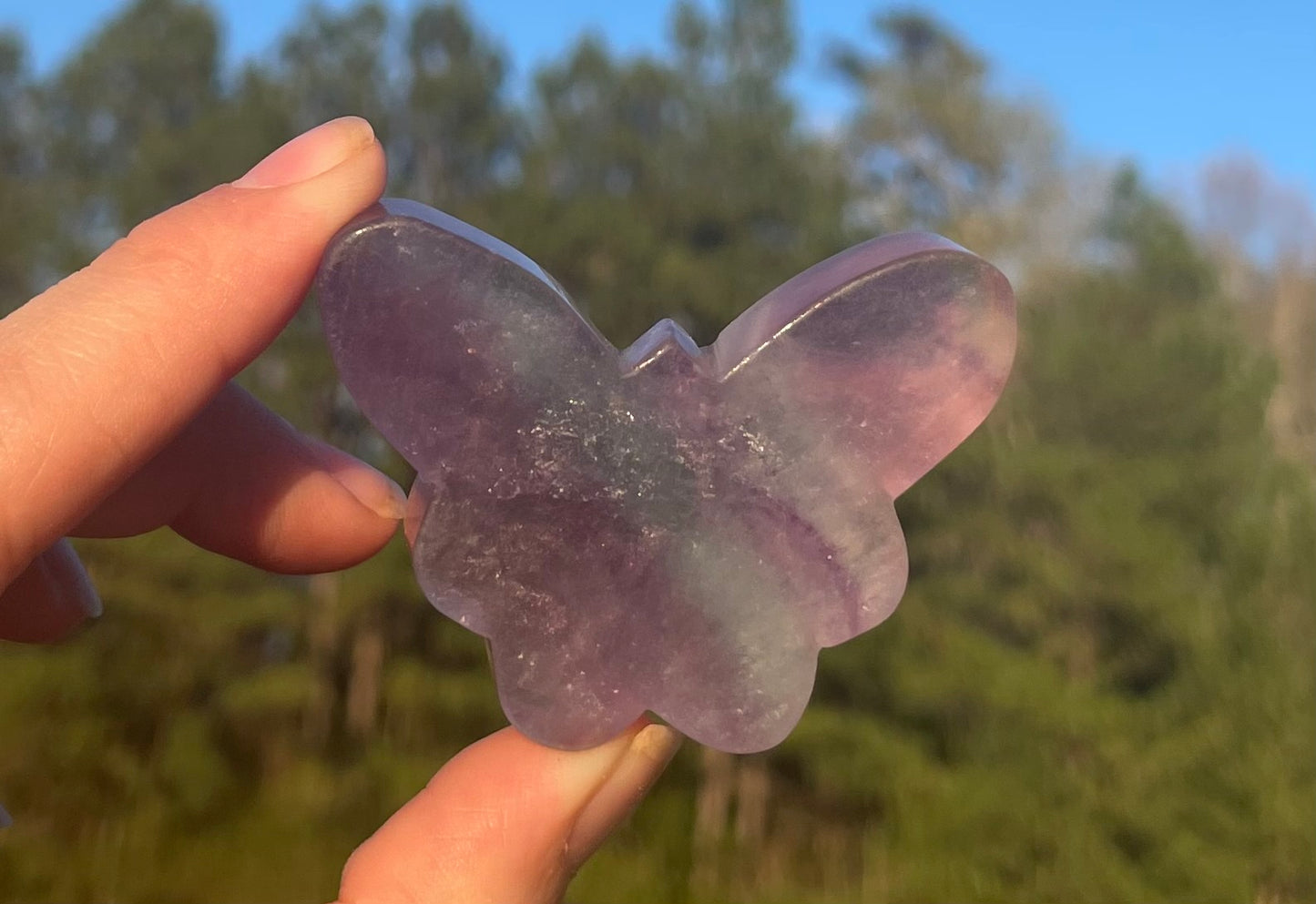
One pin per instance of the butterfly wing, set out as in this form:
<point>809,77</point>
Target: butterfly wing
<point>866,370</point>
<point>445,336</point>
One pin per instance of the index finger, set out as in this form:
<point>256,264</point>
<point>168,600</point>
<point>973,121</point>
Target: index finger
<point>101,370</point>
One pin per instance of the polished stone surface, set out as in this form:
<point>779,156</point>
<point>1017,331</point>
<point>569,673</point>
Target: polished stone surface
<point>666,528</point>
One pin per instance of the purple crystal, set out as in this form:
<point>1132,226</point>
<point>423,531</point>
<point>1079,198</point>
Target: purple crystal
<point>668,528</point>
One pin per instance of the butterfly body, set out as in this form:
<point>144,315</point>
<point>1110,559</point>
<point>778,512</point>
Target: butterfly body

• WHAT THE TASK ASKS
Without including the pictures, reproduce all entries exactly.

• SOLUTION
One pin per instance of the butterfly wing, set out as in this form:
<point>809,77</point>
Target: butterfly wing
<point>866,370</point>
<point>445,336</point>
One pin per instance of the index finger, set out as in this form:
<point>256,264</point>
<point>168,600</point>
<point>973,121</point>
Target: index finger
<point>101,370</point>
One pin per instance of the polished stone surface, set out as in this form:
<point>779,156</point>
<point>1017,331</point>
<point>569,673</point>
Target: polished stone surface
<point>666,528</point>
One pin per instance of the purple crystal, set out as in this form:
<point>1132,226</point>
<point>423,531</point>
<point>1079,198</point>
Target: purple crystal
<point>668,528</point>
One pin per instance of the butterfly body, set out as in this form:
<point>144,315</point>
<point>1110,559</point>
<point>778,512</point>
Target: butterfly body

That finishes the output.